# Given data
»»

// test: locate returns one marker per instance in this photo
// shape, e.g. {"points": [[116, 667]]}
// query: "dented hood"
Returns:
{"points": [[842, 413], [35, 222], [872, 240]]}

««

# Work to be completed
Put the entries above into a two-column CSV with the header entry_text,response. Each entry gets one row: its text goes under entry_text and its answer under response, with each value in its own double-quoted field and line breaks replaced by spaces.

# Solution
entry_text,response
"// test: locate returns one marker per instance in this photo // shape, e.g. {""points"": [[116, 667]]} // query: ""dented hood"" Returns:","{""points"": [[842, 413], [35, 222], [872, 240]]}"